Your response should be the listing below, repeated exactly and in full.
The records Block Start
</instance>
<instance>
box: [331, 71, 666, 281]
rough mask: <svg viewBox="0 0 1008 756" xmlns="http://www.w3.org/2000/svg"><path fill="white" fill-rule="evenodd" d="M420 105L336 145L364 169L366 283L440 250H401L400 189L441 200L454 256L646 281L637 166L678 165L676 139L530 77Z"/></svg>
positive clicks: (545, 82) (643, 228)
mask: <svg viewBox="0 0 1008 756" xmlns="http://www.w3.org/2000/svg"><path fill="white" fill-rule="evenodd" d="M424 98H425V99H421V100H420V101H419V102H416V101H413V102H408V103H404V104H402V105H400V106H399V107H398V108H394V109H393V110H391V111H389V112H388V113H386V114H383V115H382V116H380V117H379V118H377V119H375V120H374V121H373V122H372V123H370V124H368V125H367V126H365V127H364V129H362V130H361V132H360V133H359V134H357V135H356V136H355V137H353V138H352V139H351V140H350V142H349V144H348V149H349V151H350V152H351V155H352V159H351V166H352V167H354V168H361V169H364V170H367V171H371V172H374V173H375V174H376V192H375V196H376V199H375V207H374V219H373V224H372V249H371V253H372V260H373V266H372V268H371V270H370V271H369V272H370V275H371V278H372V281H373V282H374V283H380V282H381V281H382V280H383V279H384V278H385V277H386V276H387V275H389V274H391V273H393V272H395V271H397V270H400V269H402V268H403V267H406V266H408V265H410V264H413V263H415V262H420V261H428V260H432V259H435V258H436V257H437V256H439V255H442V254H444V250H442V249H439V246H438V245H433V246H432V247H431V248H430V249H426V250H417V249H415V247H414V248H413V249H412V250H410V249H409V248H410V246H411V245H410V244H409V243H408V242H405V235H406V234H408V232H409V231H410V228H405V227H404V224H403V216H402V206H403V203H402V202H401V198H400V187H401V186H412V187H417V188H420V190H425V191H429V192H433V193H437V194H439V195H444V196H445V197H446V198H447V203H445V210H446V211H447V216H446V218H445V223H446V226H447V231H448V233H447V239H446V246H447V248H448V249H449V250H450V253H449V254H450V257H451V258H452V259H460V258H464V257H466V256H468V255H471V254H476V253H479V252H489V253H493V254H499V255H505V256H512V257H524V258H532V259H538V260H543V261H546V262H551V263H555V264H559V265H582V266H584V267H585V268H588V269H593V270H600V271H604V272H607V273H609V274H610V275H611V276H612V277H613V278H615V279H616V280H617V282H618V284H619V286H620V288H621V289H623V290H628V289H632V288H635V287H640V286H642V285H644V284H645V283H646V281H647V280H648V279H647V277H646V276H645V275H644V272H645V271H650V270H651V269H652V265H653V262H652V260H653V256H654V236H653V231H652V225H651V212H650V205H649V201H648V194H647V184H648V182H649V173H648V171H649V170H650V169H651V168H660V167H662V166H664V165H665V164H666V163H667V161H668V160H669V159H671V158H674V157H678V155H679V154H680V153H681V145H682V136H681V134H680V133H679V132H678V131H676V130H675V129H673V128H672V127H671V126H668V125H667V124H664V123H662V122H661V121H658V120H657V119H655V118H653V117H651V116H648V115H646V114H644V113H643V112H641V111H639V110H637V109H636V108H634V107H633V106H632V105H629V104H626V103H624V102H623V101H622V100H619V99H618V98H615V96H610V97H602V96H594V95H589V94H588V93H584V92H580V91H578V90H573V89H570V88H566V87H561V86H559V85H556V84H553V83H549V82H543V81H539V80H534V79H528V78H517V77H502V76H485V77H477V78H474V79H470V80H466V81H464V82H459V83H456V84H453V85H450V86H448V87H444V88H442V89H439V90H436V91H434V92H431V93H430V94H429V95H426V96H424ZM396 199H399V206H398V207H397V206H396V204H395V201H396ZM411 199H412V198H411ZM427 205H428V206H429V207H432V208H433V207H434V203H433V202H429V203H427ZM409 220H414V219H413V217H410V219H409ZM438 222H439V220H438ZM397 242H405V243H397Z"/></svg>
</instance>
The records Block End
**Solution to this exercise**
</instance>
<instance>
box: [331, 71, 666, 281]
rough mask: <svg viewBox="0 0 1008 756" xmlns="http://www.w3.org/2000/svg"><path fill="white" fill-rule="evenodd" d="M420 105L336 145L364 169L366 283L440 250H401L400 189L441 200L454 256L646 281L637 166L678 165L676 139L530 77Z"/></svg>
positive clicks: (545, 82) (643, 228)
mask: <svg viewBox="0 0 1008 756" xmlns="http://www.w3.org/2000/svg"><path fill="white" fill-rule="evenodd" d="M424 98H425V99H421V100H420V101H419V102H416V101H413V102H408V103H404V104H402V105H400V106H399V107H398V108H394V109H393V110H391V111H389V112H388V113H386V114H383V115H382V116H380V117H379V118H377V119H375V120H374V121H373V122H372V123H370V124H368V125H367V126H365V127H364V129H362V130H361V132H360V133H359V134H357V135H356V136H355V137H353V138H352V139H351V140H350V142H349V144H348V149H349V151H350V152H351V155H352V159H351V166H352V167H354V168H361V169H364V170H367V171H371V172H374V173H375V174H376V192H375V196H376V199H375V207H374V219H373V224H372V249H371V253H372V260H373V266H372V268H371V270H370V271H369V272H370V275H371V278H372V281H373V282H374V283H380V282H381V281H382V280H383V279H384V278H385V277H386V276H387V275H389V274H391V273H393V272H395V271H397V270H400V269H402V268H403V267H406V266H408V265H410V264H413V263H415V262H420V261H428V260H432V259H435V258H436V257H437V256H439V255H442V254H444V250H442V249H439V246H438V245H433V246H432V247H431V248H430V249H426V250H417V249H415V247H414V248H413V249H412V250H410V249H409V248H410V246H411V245H410V244H409V243H408V242H405V235H406V234H408V232H409V231H410V228H405V227H404V224H403V216H402V206H403V203H402V202H401V198H400V187H401V186H412V187H417V188H420V190H425V191H429V192H433V193H437V194H439V195H444V196H445V197H446V198H447V203H445V210H446V211H447V216H446V218H445V223H446V226H447V231H448V233H447V239H446V246H447V248H448V249H449V250H450V253H449V254H450V257H451V258H452V259H460V258H464V257H466V256H468V255H471V254H476V253H479V252H489V253H493V254H499V255H505V256H512V257H524V258H532V259H538V260H543V261H546V262H551V263H555V264H559V265H582V266H584V267H585V268H588V269H593V270H600V271H604V272H607V273H609V274H610V275H611V276H612V277H613V278H615V279H616V280H617V282H618V284H619V286H620V288H621V289H623V290H628V289H632V288H635V287H640V286H642V285H644V284H645V283H646V281H647V280H648V279H647V277H646V276H645V275H644V272H645V271H650V270H651V269H652V265H653V262H652V260H653V256H654V236H653V231H652V225H651V212H650V205H649V201H648V194H647V184H648V182H649V173H648V171H649V170H650V169H651V168H660V167H662V166H664V165H665V164H666V163H667V161H668V160H669V159H671V158H674V157H678V155H679V154H680V153H681V145H682V136H681V134H680V133H679V132H678V131H676V130H675V129H673V128H672V127H671V126H668V125H667V124H664V123H662V122H661V121H658V120H657V119H655V118H653V117H651V116H648V115H646V114H644V113H643V112H641V111H639V110H637V109H636V108H634V107H633V106H632V105H629V104H626V103H624V102H623V101H622V100H619V99H618V98H615V96H610V97H602V96H594V95H589V94H588V93H584V92H580V91H578V90H573V89H570V88H566V87H561V86H559V85H556V84H553V83H549V82H543V81H539V80H534V79H528V78H517V77H502V76H485V77H477V78H474V79H470V80H466V81H464V82H459V83H456V84H453V85H450V86H448V87H444V88H442V89H439V90H436V91H434V92H431V93H430V94H429V95H426V96H424ZM396 199H399V206H398V207H397V206H396V204H395V201H396ZM411 199H412V198H411ZM427 205H428V206H429V207H432V208H433V207H434V203H433V202H429V203H427ZM409 220H414V219H413V217H410V219H409ZM438 222H439V220H438ZM397 242H405V243H397Z"/></svg>
</instance>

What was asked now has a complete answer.